• _Фрагмент документа_:

************

Известный московский художник Дмитрий Плавинский – одна из ключевых фигур "второго авангарда" 50–60-х гг. XX в. Он родился в 1937 г., учился на театрального художника и уже в 60-х гг., не признанный на советской родине, был замечен крупными зарубежными коллекционерами. В 1967 г. 22 его работы выставлялись в Нью-Йорке, первая же ретроспективная выставка в Москве состоялась в 1985 г. в Курчатовском институте. В конце 1990 г. Плавинский переехал в США, а не так давно вернулся в Россию. Графическая галерея Дмитрия Плавинского насчитывает несколько сотен изощрённо сложных рисунков, выполненных во всех известных истории искусств техниках; более четырёх десятков офортов, в которых классические приёмы по-новому выразительны; изыскания в области коллажа и текста, обнаружившие возможность графического преобразования текста в ритм. Начинал художник во времена буйства абстракции, отдал дань поп-арту и концептуализму, миновал постмодернизм, и сейчас перед ним новые, неожиданные перспективы. Жизнь природы и погибшие цивилизации, исследования древнейших рыб и ритмы европейской музыки – эти темы главенствовали в его творчестве. Обращение к древним камням Израиля – следующий шаг на его творческом пути.
В 1963 году, в разгар моды на абстракционизм, Плавинский, отдавший ему дань в живописи, уехал из Москвы в деревню и сделал там серию рисунков и монотипий, которая получила название "Книга трав". Лист за листом он делал отпечатки папоротников и лопухов, трав с ровными и изрезанными контурами, подобные сплошному чёрному пятну или, напротив, сетке тончайших сосудов на белых листах акварельной бумаги. Одновременно он делал "описания". Тончайшим пером и разбавленной, еле видной тушью, внеэмоциональной, "технической" линией он зарисовывал группы листьев и целые участки цветущего луга. Вместо нажима и светотени здесь "работают" напряжение длинных линий, плотность мелких изрезанных участков, равновесие плотности изображения и нетронутого фона. Схвачено всё, каждая былинка и колючка. Скопированный природный "текст" являет единое живое целое: бесконечно малое и одновременно безгранично великое.

************

• _Исходные строки_:
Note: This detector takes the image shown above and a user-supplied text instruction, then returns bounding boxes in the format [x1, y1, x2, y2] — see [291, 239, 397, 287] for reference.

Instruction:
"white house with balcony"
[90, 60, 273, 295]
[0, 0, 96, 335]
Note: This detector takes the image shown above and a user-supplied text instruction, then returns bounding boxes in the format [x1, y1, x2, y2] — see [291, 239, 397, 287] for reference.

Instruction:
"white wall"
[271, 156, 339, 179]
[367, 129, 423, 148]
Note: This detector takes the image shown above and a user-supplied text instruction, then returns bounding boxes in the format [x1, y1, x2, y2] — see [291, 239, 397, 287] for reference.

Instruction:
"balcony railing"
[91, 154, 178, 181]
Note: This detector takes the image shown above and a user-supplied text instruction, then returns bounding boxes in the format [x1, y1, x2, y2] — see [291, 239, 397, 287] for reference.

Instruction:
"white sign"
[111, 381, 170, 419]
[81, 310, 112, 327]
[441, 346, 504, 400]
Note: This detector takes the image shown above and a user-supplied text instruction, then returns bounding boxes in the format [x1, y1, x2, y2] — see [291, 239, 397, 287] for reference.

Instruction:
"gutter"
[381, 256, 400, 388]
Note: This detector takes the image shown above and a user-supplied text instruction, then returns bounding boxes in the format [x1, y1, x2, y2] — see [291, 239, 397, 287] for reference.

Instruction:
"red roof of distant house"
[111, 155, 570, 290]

************

Согласуются ли с фрагментом документа утверждения (а) «Первая ретроспективная выставка Плавинского в Москве прошла в 1985 году в Курчатовском институте», (б) «Серию „Книга трав“ Плавинский создал в Москве» и (в) «В 1967 году в Нью-Йорке выставлялись сорок работ художника»? На каждое ответьте «да» или «нет» и дословно приведите решающие слова фрагмента. Строки никак не связаны с фрагментом документа.

(а) Да: «первая же ретроспективная выставка в Москве состоялась в 1985 г. в Курчатовском институте».
(б) Нет: «уехал из Москвы в деревню и сделал там серию рисунков и монотипий, которая получила название "Книга трав"».
(в) Нет: «В 1967 г. 22 его работы выставлялись в Нью-Йорке».